DATASET EXTRACT:
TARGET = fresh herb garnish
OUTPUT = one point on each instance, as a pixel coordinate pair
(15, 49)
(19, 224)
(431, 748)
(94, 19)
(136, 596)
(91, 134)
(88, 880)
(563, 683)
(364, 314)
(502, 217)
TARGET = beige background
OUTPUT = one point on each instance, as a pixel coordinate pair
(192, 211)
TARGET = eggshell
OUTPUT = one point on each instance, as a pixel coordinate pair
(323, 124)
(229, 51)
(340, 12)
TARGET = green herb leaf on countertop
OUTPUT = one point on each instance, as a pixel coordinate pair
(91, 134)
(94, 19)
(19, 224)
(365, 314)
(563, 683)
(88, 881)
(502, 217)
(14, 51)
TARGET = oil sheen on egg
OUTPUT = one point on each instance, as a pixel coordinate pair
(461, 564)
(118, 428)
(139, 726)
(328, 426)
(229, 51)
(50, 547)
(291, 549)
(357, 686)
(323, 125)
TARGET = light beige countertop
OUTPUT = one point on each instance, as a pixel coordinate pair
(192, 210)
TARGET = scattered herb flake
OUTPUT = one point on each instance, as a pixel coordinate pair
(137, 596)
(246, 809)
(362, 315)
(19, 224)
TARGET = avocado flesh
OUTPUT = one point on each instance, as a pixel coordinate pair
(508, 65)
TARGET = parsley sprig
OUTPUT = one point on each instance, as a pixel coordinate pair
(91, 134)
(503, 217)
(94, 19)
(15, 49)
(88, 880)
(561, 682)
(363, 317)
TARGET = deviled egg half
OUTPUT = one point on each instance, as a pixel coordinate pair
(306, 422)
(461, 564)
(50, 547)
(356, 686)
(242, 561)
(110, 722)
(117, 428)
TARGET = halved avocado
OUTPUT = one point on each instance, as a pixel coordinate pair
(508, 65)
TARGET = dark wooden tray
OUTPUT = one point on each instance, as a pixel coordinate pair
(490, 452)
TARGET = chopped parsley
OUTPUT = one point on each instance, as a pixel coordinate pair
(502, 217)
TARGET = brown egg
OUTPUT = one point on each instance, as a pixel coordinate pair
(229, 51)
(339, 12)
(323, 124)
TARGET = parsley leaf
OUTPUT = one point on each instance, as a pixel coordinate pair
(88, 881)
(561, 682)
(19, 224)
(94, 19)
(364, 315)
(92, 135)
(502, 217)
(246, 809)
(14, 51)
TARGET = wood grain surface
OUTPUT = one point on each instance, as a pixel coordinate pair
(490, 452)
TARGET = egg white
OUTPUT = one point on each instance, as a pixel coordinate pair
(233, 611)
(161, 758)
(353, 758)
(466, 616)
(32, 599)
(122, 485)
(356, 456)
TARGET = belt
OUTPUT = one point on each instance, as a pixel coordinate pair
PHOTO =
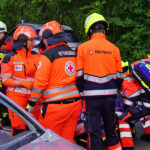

WHAT THE TASK ASKS: Switch every "parsley" in the lines above to "cilantro" and change nothing else. Leave the picture out of your answer.

TASK OUTPUT:
TARGET = fresh herb garnish
OUTPUT = one point on each instance, as a pixel coordinate pair
(15, 49)
(19, 224)
(431, 748)
(94, 19)
(136, 596)
(91, 134)
(88, 880)
(563, 683)
(364, 314)
(502, 217)
TARGET = beige background
OUTPUT = one point on each instance, as a pixel coordinate pair
(192, 211)
TARGET = eggshell
OUTPUT = one point on each instance, as a pixel coordinate pair
(323, 124)
(229, 51)
(340, 12)
TARGET = green herb leaf on countertop
OUTPUT = one point on each instance, as a pixel coordinate pair
(91, 134)
(94, 19)
(19, 224)
(365, 314)
(563, 683)
(88, 881)
(502, 217)
(14, 51)
TARGET = oil sheen on egg
OUTPUT = one point on each instance, as a pixel coordinate pair
(461, 564)
(118, 428)
(139, 726)
(328, 426)
(229, 51)
(50, 547)
(291, 549)
(357, 686)
(323, 125)
TARGET = light beige countertop
OUTPUT = one point on each instance, as a pixel coordinate pair
(192, 210)
TARGET = scattered herb flake
OUTPUT = one point on each instance, as a pixel coordinate pair
(137, 596)
(246, 809)
(362, 315)
(19, 224)
TARGET = avocado flesh
OUTPUT = one point on each instance, as a pixel coordinate pair
(508, 65)
TARGET = cilantro sprig
OUTPUT = one point on each instance, as a pixel coordinate pair
(91, 134)
(503, 217)
(94, 19)
(15, 49)
(88, 880)
(561, 682)
(363, 317)
TARGET = deviled egg half
OUTPUT = one point on each instance, as a pixel coordinate pair
(306, 422)
(461, 564)
(50, 547)
(356, 686)
(242, 561)
(110, 722)
(117, 428)
TARGET = halved avocado
OUTPUT = one point on each instance, as a pixel coordinate pair
(508, 65)
TARGET = dark wooden tray
OUTPUT = one point on each instance, as a pixel coordinate pair
(490, 452)
TARGET = chopped cilantro
OUTPUT = one point on each instance, as a pixel coordinate pair
(502, 217)
TARGET = brown egg
OUTPUT = one point on each instance, as a pixel coordinate pair
(229, 51)
(339, 12)
(323, 124)
TARGET = cilantro leaf
OUTPUT = one point on each instance, as a pixel coordinate pair
(88, 881)
(561, 682)
(19, 224)
(94, 19)
(364, 315)
(92, 135)
(502, 217)
(246, 809)
(14, 51)
TARGET = wood grain surface
OUTPUT = one point on each instance, as a pixel coordinate pair
(490, 452)
TARGET = egg white
OUTPUT = one point on each instance, as a pixel coordinate pair
(233, 611)
(161, 758)
(353, 758)
(466, 616)
(32, 599)
(122, 485)
(356, 456)
TARGET = belt
OUTPUT = one point on each instance, as a pixel coordinate pair
PHOTO =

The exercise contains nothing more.